== CONSIGNE ==
Dans le texte sur la transition énergétique, relevez toutes les catégories de pays désignées par leur niveau de développement.

== TEXTE FOURNI ==
■ ■ ■ ■
Du côté des transports, la décarbonation devient possible avec l’apparition de véhicules à basse émission de CO2 : des véhicules électriques pour les villes, et des camions au gaz naturel pour le fret longue distance, en raison des contraintes de recharge des batteries.
Dans les pays développés ou émergents, consommateurs de charbon, la première phase de la transition énergétique devrait porter sur la fermeture des installations les plus polluantes, celles qui fonctionnent au charbon. © WEISE_MAXIM / FOTOLIA.COM
DES SOLUTIONS ADAPTÉES AUX CONTEXTES LOCAUX
Les pays en développement devraient miser sur les EnR : c’est notamment le cas en Afrique ou dans certains pays de l’Amérique latine. En revanche, les besoins énergétiques complémentaires de ces pays ne devraient pas être couverts par des technologies basées sur le charbon, qui annulerait les effets bénéfiques induits par l’implantation des EnR.
■ ■ ■ ■
== DONNÉES ==
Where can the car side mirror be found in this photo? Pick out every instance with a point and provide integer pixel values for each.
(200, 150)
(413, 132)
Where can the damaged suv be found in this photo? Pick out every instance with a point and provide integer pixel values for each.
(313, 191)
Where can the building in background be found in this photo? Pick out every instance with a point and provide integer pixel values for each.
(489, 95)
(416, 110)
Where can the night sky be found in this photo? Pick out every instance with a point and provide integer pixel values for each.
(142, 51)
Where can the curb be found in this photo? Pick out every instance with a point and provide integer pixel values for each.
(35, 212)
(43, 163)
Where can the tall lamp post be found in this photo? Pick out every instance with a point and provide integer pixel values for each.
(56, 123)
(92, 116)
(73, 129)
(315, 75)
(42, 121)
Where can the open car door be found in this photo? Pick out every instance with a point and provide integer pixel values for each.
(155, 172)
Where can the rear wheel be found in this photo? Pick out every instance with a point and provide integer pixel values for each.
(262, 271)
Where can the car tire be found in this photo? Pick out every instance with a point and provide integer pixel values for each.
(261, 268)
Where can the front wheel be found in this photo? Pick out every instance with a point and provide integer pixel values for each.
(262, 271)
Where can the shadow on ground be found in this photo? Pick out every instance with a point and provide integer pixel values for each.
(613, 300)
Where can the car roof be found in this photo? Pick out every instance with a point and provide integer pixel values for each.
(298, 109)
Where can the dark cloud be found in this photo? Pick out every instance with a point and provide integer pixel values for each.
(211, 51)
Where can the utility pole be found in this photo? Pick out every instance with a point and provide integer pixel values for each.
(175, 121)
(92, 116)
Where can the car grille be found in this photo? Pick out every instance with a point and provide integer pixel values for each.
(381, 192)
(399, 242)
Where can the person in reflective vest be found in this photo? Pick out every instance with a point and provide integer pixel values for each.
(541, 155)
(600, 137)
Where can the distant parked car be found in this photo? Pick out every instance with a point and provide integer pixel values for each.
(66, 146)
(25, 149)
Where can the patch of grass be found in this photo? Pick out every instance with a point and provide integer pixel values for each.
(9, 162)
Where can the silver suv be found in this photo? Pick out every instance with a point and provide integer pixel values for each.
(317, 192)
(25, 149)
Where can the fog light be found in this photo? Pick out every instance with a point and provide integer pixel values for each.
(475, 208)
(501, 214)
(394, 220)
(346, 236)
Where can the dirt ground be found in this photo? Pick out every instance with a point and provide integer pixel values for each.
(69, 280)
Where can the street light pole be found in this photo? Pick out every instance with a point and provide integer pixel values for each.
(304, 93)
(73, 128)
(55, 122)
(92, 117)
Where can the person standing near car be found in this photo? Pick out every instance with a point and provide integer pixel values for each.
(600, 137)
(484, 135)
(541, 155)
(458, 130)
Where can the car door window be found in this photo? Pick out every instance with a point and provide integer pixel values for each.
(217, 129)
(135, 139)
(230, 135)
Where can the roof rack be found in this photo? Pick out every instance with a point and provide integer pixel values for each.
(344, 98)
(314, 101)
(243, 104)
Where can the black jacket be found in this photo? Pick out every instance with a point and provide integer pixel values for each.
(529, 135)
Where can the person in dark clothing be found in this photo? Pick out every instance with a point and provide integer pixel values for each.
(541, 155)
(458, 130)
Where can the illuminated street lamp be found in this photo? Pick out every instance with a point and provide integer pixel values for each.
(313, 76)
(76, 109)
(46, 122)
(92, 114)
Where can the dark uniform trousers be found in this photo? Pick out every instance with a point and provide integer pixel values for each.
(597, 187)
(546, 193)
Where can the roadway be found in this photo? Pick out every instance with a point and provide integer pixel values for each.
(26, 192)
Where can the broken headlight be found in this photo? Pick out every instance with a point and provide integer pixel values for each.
■ ■ ■ ■
== RÉPONSE ==
- pays développés
- pays émergents
- pays en développement